**Pointing entries for named objects**
● ● ● ● ●
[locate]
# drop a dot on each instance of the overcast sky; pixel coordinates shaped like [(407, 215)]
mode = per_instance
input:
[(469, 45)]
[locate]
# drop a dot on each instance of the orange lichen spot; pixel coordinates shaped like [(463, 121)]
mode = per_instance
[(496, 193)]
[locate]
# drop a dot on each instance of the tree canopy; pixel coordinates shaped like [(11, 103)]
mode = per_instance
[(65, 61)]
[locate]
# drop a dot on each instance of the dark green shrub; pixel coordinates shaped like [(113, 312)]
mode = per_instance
● ● ● ● ●
**Task prompt**
Rewrite all of the material above, requests included. Increase every pixel coordinate in the answers by 29, and leave the sample coordinates inside the requests as they are.

**The response**
[locate]
# drop a dot on each instance of the overcast sky; pixel coordinates shaped like [(407, 215)]
mode = per_instance
input:
[(498, 74)]
[locate]
# drop a dot on each instance of the orange lichen spot; pixel coordinates shaped like [(463, 121)]
mode = per_instance
[(525, 222)]
[locate]
# drop a dot on each instance of the tree canopy; pixel coordinates shaped like [(11, 103)]
mode = per_instance
[(94, 90)]
[locate]
# drop a dot on each instance of the dark green shrub; pixel coordinates shaped like [(113, 312)]
mode = per_instance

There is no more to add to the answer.